◆ **SUPPLIED TEXT**:

-------

The doctor diagnosed me with "wrist pain"; my experience was very close to the old joke:

- Doctor, doctor, it hurts when I do this!

- So don't do that, then.

I'm going to look at voice recognition stuff in Berkeley early next week; I'm trying to make an appointment with a voice recognition technology reseller. (Berkeley is the home of the disability movement, so it has a number of resellers, dealers, and consultants in assistive and adaptive technologies, and a bunch of them have showrooms. Cool!)

I also still haven't gotten around to comment in some of the front-page articles (death of copyright, graydon's technical questions).

Collage

My collage is delayed a lot because of my wrists, but I'll think it's a really bad thing if I can't get it finished this weekend.

12 coins (spoilers)

-------

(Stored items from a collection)
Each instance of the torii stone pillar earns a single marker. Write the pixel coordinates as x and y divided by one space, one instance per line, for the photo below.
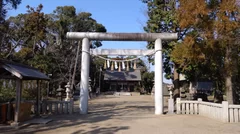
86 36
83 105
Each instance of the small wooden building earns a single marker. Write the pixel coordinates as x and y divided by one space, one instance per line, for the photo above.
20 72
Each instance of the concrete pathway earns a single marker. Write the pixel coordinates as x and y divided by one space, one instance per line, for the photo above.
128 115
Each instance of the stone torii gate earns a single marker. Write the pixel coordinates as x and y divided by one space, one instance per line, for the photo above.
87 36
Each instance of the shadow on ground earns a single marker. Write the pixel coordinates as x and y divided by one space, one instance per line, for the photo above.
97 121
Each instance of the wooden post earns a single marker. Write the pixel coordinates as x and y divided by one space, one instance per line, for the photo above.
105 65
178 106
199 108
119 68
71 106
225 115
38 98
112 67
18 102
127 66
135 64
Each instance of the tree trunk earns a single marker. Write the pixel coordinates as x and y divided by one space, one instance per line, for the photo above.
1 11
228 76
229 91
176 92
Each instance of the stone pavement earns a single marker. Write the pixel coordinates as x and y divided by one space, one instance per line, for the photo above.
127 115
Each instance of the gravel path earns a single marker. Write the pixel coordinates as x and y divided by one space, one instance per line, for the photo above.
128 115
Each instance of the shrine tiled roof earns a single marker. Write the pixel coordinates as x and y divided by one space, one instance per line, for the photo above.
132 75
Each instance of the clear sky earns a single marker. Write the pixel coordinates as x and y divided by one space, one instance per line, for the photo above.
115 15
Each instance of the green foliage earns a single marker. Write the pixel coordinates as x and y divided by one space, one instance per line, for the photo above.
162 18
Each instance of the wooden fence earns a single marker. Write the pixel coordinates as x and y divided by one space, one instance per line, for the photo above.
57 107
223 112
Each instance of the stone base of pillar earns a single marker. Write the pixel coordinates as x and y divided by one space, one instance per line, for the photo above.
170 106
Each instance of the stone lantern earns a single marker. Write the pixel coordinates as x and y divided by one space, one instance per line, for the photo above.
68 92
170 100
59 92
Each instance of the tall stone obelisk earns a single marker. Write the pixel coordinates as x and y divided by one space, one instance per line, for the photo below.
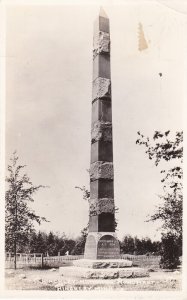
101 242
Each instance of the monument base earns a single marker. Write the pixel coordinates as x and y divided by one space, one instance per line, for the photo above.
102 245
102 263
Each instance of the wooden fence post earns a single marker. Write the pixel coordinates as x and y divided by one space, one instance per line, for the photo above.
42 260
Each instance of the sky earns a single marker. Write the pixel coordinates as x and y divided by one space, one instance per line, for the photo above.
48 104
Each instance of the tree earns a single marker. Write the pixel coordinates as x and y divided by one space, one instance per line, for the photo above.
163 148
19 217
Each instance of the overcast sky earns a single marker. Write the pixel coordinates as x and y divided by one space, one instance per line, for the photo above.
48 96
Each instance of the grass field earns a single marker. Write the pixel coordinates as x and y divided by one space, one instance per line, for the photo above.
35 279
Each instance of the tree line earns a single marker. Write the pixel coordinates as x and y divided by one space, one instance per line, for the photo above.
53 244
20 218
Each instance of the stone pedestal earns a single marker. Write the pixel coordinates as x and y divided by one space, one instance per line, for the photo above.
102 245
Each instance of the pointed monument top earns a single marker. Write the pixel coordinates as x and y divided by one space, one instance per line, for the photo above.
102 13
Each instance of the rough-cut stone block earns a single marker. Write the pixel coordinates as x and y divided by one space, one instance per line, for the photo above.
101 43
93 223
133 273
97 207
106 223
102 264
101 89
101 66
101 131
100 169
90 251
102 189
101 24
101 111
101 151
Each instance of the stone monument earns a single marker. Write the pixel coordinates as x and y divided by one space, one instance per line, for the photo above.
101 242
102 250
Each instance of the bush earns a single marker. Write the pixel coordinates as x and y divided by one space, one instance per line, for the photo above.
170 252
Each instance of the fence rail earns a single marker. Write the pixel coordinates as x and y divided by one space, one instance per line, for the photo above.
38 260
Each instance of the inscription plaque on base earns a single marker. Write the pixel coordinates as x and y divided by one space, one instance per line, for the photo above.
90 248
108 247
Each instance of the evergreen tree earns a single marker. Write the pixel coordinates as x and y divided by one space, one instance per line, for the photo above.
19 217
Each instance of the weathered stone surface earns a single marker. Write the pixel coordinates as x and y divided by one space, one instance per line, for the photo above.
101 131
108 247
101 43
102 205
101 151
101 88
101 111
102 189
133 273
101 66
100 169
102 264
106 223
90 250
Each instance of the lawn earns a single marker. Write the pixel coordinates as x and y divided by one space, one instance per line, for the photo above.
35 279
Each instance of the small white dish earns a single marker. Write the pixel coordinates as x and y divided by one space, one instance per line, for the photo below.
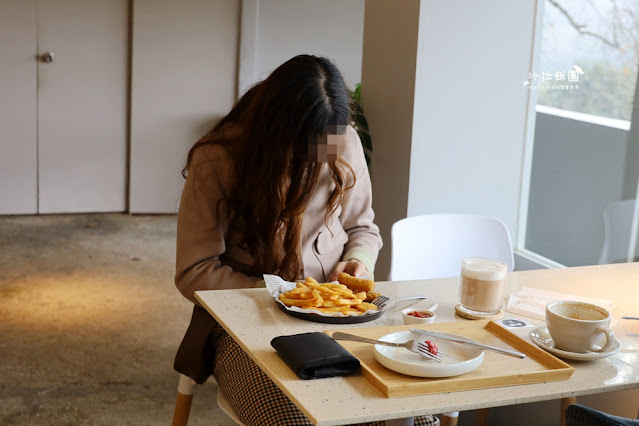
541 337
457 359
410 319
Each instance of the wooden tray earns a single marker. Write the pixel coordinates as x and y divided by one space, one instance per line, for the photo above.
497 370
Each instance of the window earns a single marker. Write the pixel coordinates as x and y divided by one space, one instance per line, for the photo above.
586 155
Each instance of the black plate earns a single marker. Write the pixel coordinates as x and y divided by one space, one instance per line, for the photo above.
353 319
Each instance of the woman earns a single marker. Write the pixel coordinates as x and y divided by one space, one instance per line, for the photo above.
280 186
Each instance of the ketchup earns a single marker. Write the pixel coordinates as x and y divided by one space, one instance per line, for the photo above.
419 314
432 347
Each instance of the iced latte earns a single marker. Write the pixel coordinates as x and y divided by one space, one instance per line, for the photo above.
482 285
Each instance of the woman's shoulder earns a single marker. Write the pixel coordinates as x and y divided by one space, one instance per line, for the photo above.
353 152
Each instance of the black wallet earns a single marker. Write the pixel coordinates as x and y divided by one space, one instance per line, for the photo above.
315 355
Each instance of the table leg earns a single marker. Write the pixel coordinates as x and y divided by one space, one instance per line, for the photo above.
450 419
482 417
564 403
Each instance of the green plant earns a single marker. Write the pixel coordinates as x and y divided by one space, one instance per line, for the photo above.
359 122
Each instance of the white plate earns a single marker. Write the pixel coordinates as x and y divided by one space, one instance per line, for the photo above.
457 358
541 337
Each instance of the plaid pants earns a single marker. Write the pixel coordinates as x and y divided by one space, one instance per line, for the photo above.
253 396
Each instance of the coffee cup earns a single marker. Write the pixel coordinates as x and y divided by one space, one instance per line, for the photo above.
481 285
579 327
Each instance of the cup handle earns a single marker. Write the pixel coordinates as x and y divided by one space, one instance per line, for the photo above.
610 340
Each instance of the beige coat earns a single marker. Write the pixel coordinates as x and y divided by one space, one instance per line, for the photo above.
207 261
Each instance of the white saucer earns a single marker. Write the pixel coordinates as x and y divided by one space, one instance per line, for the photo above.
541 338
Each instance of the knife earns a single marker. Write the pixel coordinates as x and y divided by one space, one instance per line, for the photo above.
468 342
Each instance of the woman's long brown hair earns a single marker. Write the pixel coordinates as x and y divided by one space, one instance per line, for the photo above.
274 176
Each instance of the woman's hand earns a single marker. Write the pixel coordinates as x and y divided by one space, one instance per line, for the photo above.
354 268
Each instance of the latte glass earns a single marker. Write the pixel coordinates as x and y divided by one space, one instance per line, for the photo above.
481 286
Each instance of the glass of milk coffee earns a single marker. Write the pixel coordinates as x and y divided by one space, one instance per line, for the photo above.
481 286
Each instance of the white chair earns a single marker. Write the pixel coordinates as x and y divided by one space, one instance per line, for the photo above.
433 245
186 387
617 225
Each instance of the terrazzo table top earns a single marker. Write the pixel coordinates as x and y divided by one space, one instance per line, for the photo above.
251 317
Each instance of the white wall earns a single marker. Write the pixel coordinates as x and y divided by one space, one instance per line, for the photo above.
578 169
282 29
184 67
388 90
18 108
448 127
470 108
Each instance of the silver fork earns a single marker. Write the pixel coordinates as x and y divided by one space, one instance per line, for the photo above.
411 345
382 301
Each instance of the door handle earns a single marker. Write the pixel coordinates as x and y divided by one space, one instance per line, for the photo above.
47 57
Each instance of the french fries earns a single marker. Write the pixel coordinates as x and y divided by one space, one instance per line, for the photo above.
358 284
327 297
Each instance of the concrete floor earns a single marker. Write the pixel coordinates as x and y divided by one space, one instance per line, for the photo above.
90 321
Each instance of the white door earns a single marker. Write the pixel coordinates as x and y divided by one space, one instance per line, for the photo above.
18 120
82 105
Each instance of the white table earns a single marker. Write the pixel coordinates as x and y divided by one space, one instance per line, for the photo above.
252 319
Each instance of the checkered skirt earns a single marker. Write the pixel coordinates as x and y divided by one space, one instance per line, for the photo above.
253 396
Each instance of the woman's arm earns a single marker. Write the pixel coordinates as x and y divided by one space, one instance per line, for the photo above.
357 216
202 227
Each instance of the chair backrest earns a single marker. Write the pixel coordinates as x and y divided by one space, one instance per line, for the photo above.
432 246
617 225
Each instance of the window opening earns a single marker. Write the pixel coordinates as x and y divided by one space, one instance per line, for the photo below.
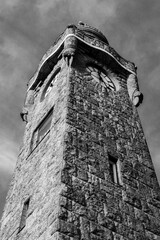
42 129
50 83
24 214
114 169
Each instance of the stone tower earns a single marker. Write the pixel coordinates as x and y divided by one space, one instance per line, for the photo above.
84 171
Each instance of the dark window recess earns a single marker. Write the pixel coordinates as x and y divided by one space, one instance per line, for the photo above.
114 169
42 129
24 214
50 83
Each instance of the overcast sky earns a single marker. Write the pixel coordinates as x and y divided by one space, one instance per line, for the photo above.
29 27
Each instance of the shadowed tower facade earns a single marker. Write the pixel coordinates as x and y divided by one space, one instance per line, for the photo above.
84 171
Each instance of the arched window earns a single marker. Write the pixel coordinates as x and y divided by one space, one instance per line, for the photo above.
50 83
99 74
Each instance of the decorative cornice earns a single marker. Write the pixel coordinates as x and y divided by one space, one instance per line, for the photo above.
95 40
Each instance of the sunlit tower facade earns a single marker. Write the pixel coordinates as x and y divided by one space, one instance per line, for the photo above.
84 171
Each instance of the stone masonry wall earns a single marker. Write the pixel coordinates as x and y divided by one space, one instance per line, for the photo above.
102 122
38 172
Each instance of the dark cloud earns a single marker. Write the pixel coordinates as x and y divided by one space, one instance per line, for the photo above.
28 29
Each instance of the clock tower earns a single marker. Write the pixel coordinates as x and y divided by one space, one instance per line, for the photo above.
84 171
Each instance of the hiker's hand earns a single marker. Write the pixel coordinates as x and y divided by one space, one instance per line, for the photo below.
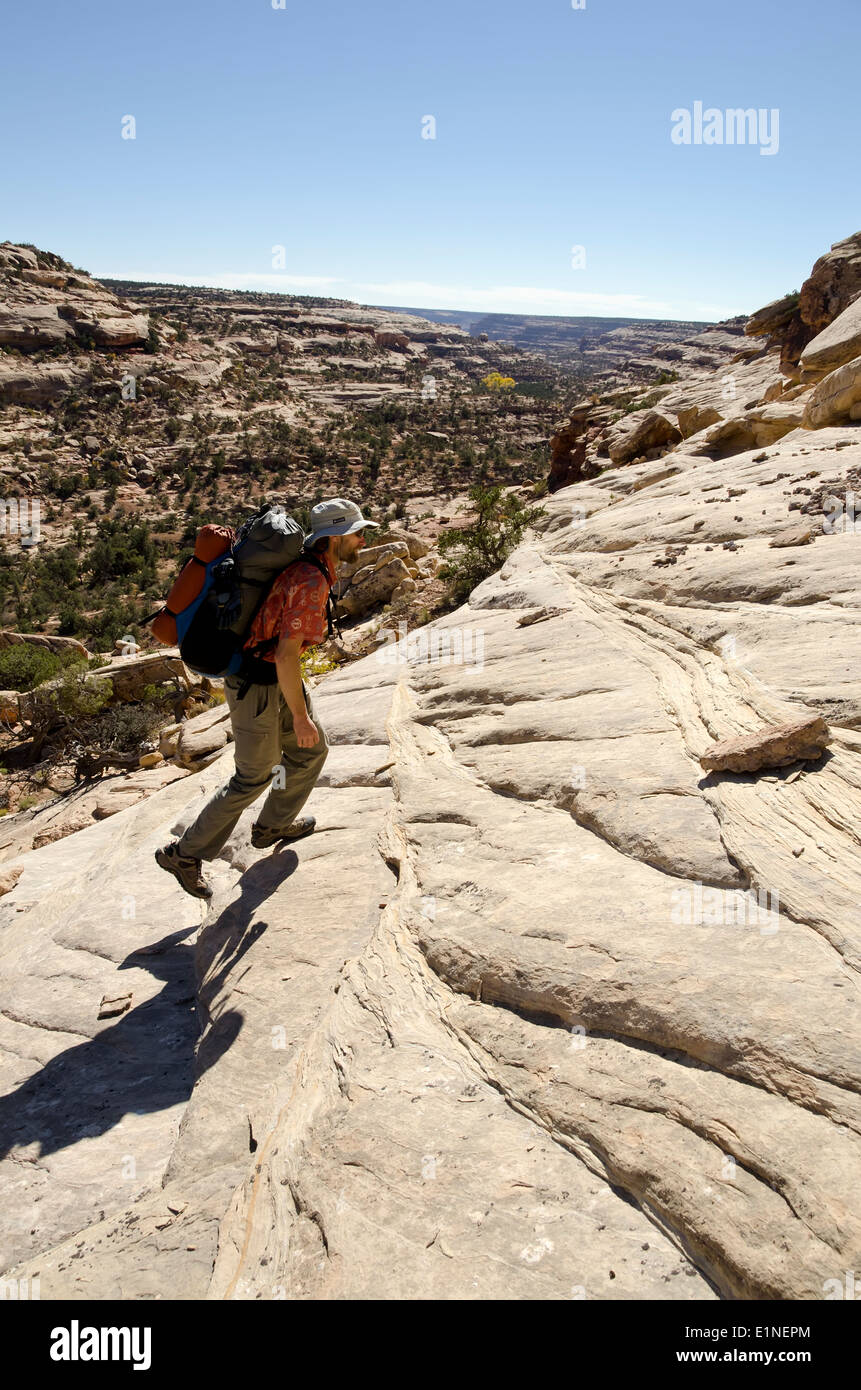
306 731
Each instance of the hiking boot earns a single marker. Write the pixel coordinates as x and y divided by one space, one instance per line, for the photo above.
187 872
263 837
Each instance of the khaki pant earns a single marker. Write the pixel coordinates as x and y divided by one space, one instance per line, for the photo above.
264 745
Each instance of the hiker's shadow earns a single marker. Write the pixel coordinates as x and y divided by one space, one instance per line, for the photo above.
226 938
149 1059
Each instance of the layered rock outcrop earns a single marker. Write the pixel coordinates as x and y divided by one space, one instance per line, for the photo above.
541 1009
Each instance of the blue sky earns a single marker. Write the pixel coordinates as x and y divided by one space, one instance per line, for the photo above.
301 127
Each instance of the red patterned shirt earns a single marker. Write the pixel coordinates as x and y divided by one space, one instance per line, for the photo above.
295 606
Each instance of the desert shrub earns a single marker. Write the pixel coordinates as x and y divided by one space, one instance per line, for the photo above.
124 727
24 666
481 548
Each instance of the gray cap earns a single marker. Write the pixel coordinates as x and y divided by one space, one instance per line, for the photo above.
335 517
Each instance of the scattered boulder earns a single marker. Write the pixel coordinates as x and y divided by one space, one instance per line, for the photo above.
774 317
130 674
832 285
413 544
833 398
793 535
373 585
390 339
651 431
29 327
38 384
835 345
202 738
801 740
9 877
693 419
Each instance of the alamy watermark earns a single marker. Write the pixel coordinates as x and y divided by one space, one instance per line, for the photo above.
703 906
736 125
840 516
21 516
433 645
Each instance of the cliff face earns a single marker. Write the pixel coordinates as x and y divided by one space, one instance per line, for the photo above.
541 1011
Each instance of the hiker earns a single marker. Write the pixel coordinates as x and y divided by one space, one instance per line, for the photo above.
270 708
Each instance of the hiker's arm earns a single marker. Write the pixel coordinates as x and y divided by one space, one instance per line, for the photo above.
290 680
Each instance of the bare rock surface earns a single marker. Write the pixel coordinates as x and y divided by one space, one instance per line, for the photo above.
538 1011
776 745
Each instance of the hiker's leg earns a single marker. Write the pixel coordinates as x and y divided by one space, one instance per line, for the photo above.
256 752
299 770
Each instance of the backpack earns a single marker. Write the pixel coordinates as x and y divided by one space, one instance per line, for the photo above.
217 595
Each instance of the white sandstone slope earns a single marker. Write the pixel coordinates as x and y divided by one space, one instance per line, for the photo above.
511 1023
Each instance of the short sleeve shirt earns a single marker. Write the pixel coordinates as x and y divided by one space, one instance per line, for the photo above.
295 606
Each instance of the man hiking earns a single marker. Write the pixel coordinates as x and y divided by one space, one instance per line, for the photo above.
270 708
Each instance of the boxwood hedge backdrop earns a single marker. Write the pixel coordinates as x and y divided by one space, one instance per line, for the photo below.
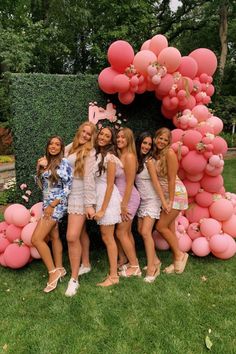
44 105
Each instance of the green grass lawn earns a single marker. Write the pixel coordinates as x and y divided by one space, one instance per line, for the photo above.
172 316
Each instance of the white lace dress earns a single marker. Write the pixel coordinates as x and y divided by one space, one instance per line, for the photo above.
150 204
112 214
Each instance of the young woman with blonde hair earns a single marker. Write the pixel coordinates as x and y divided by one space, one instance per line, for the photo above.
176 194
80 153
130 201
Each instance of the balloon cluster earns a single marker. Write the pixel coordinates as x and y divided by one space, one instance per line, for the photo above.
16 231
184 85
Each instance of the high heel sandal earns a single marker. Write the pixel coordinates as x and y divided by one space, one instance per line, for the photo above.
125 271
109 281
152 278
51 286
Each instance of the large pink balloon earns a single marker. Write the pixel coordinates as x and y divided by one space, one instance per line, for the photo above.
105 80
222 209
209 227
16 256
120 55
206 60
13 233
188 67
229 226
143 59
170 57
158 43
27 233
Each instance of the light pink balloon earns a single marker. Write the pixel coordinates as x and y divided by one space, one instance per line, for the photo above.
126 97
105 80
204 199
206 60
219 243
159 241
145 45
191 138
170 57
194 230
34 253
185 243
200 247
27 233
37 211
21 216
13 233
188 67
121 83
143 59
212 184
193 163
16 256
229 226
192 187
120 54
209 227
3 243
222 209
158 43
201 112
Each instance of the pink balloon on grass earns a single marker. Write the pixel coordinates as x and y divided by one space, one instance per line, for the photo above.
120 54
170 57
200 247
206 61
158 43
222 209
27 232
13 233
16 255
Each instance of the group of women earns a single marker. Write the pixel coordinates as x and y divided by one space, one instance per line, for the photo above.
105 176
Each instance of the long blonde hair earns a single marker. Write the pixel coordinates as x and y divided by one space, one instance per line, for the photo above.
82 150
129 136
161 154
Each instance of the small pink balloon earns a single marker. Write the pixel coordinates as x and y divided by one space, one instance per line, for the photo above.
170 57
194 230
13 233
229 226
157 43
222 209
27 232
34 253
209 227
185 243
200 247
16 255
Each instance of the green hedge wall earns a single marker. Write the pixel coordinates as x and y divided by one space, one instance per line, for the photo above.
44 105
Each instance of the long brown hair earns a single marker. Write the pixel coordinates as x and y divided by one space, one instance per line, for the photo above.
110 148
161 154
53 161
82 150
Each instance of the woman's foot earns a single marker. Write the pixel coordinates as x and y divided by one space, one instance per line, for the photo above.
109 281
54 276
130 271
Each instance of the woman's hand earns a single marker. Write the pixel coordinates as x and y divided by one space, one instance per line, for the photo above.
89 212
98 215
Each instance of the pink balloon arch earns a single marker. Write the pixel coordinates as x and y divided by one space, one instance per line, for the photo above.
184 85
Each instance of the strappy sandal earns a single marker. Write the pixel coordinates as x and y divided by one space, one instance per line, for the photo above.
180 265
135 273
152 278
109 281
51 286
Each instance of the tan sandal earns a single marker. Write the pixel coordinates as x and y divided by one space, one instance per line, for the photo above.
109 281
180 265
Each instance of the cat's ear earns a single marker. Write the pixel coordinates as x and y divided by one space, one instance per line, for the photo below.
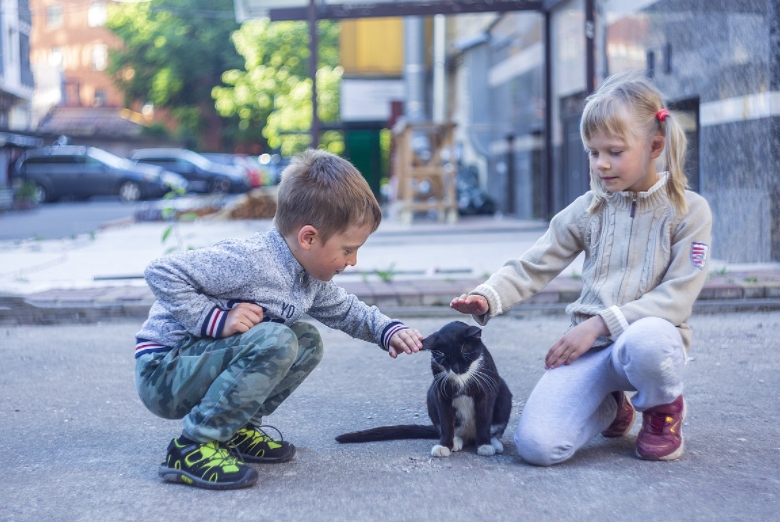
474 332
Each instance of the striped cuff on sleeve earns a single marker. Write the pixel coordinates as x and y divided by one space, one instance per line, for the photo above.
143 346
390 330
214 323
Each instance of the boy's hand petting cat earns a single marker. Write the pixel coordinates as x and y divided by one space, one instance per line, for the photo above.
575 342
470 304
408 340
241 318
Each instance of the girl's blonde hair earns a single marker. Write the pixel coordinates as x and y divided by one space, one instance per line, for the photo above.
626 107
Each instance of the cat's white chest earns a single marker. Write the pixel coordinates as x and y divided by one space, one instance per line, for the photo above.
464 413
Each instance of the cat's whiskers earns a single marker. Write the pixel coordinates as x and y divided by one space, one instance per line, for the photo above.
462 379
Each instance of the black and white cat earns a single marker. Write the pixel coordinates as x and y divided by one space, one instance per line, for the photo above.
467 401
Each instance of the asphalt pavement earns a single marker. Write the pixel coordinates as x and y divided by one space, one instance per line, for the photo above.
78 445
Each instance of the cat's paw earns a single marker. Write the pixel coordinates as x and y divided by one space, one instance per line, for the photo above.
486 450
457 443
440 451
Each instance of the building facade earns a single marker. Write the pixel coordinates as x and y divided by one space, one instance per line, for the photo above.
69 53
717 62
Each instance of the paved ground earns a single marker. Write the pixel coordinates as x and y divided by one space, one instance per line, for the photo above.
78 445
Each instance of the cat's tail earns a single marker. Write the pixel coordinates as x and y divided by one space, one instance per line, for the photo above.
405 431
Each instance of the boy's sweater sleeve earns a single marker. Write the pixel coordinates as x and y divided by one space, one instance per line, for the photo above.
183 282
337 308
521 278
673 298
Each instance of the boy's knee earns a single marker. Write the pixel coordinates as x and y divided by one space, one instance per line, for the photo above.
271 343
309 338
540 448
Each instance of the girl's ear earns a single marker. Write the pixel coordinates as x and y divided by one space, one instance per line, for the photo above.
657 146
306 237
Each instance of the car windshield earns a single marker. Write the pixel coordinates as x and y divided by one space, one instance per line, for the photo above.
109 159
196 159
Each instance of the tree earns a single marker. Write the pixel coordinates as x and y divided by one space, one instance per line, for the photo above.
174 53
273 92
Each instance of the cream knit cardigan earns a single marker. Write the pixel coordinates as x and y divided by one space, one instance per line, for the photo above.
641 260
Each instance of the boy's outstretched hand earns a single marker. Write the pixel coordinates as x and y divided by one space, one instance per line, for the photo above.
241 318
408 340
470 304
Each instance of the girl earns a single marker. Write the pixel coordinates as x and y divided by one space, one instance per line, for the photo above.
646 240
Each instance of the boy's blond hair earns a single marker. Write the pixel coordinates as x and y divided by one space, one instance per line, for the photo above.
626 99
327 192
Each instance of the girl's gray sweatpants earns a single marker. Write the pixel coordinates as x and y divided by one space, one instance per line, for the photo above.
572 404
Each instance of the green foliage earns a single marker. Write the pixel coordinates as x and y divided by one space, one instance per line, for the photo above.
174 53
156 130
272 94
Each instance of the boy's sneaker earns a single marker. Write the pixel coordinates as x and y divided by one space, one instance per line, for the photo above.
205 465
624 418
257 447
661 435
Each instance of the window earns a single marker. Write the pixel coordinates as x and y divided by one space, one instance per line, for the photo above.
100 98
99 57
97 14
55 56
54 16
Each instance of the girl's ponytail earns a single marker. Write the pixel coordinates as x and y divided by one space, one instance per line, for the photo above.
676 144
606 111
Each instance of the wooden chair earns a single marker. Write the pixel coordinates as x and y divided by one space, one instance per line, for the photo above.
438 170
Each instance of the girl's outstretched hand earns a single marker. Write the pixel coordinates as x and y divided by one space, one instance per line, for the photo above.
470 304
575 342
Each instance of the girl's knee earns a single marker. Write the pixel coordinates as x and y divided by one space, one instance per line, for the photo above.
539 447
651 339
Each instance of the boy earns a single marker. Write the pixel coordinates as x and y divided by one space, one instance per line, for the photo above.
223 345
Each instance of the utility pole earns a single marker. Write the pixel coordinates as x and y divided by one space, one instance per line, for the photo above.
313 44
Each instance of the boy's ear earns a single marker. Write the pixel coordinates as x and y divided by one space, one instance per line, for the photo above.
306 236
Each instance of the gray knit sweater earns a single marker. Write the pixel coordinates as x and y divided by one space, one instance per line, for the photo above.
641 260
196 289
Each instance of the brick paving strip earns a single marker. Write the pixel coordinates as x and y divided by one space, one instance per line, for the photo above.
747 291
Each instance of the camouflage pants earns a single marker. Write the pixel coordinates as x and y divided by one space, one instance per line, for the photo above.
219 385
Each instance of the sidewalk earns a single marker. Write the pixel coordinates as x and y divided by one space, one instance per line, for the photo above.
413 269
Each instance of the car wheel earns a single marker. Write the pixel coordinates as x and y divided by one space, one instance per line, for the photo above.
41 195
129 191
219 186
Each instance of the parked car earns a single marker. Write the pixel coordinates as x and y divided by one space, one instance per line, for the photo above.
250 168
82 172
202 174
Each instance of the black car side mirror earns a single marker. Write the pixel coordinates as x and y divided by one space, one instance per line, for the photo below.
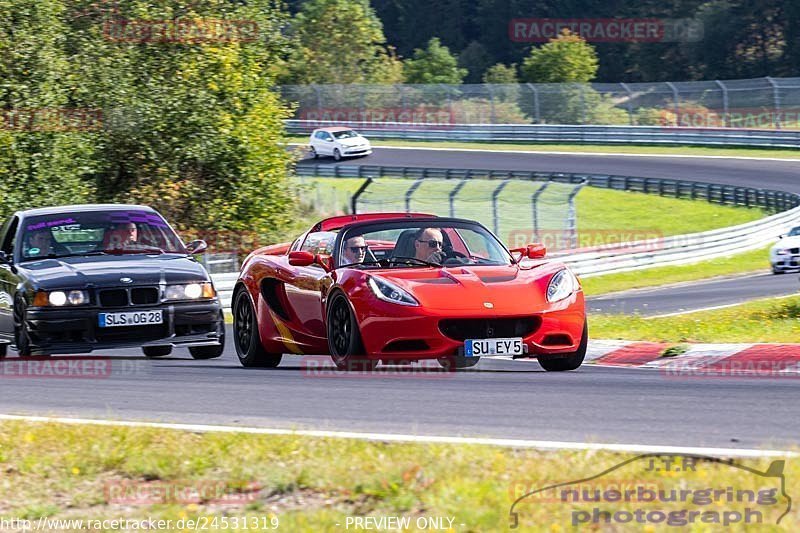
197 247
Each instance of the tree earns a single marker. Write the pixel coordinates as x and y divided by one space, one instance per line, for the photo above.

-------

◆ **REQUIRED ACTIONS**:
1: Answer these questions about the journal entry on wrist pain.
(a) What did the doctor diagnose?
(b) In which city does the writer plan to look at voice recognition products?
(c) Which project has been delayed by the writer's wrists?
2: Write the next part of the journal entry on wrist pain, starting right after its last heading, "12 coins (spoilers)".
The listing has no connection to the text.

◆ **EXERCISE RESULTS**:
1:
(a) Wrist pain.
(b) Berkeley.
(c) The collage.

2:
rillian: you can't search more than 3^n coins, or floor((3^n)/2) coins when you also have to state whether a coin is heavy or light -- this from an information flow argument (each weighing distinguishes one of three possible states, and the possible states described by "coin j is bad" are j in number, the states described by "coin j is bad with error-direction s" are 2j in number).

This doesn't prove that you can search (3^n)/2 coins, just that you can't search more than that.

bwtaylor: In answer to the original problem, we can break it into sub-problems.

1. Given 2 possibly-bad coins known to have the same possible error direction (both heavy or both light), where the shared possible error-direction is known, to find which of the two coins is bad (if either), in one use of the balance: weigh the two coins against each other. (If they balance, neither is bad.)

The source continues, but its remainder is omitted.